Friedrich Karl Kaul schöpfte aus seiner bewegten Biographie
Ein Anwalt als Literat
Den meisten, die ihn kannten, ist Friedrich Karl Kaul vor allem als Strafverteidiger durch seinen engagierten Einsatz für von der Adenauer-Justiz verfolgte Antifaschisten unvergeßlich geworden. Auch sein Wirken im KPD-Verbotsprozeß, der 1954 bis 1956 vor dem Bundesverfassungsgericht in Karlsruhe stattfand und als Vertreter der Nebenklage im Auschwitz-Prozeß, sowie seine zahllosen Ratgebersendungen im Rundfunk und im Fernsehen der DDR haben sich vielen eingeprägt. Doch auch sein literarisches Schaffen brachte ihm kaum weniger Popularität ein. Der nach dem Ende des Zweiten Weltkrieges aus der Emigration Zurückgekehrte nahm seinen Wohn- und Arbeitssitz im Osten Deutschlands, wo wenig später die DDR gegründet wurde. Von Beginn an setzte er sich für eine konsequent antifaschistische und später sozialistische Entwicklung ein, wobei sein Denken vor allem auch durch eigene Erlebnisse als Häftling der Nazikonzentrationslager Lichtenburg und Dachau geprägt war.
Bereits im US-Exil hatte er damit begonnen, erste literarische Texte zu verfassen. Dabei handelte es sich zunächst um Romane, die FKK – wie er später allgemein genannt wurde – aufgrund von selbst Erfahrenem schrieb oder denen er historische Kriminalfälle zugrundelegte. Bereits 1953 erschienen seine Arbeiten „Der Ring“ und „Mord im Grunewald“. Der zweite Titel befaßte sich mit dem Tötungsverbrechen an Walter Rathenau, einem Außenminister der Weimarer Republik, der sich vor allem durch den 1922 mit der Sowjetunion abgeschlossenen Rapallovertrag profiliert hatte. 1955 folgte „Der Weg ins Nichts“. Er spielt in der Zeit nach der Inflation von 1923. Im Mittelpunkt der Handlung steht ein aufgrund falscher Aussagen wegen angeblichen Verrats an eine fremde Macht zu langjähriger Zuchthausstrafe verurteilter Unschuldiger.

> **Vorliegende Einträge**:
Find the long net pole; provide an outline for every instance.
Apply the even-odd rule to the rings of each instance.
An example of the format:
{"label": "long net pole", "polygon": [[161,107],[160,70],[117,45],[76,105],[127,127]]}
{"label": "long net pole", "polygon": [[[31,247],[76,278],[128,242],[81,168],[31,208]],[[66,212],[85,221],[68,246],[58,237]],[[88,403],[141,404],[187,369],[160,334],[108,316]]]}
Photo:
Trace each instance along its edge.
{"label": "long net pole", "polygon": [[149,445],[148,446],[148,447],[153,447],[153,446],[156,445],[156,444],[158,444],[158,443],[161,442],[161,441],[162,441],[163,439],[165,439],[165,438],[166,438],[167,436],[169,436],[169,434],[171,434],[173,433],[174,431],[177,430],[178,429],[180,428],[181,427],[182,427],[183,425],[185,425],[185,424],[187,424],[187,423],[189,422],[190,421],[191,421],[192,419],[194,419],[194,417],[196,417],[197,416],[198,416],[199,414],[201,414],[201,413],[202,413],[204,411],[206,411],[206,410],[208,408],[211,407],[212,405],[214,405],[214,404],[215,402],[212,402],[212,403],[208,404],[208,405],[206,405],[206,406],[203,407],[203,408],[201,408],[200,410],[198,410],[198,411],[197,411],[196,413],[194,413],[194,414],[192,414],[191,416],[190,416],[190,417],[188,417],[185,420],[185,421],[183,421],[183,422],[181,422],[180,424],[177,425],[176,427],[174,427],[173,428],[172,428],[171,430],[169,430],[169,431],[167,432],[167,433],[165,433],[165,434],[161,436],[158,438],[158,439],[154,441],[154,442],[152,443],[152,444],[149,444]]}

> **Deine Aufgabe**:
Zähle alle Titel von Kauls literarischen Arbeiten auf, die im Textauszug über Friedrich Karl Kaul genannt werden.

> **Lösung**:
„Der Ring“, „Mord im Grunewald“, „Der Weg ins Nichts“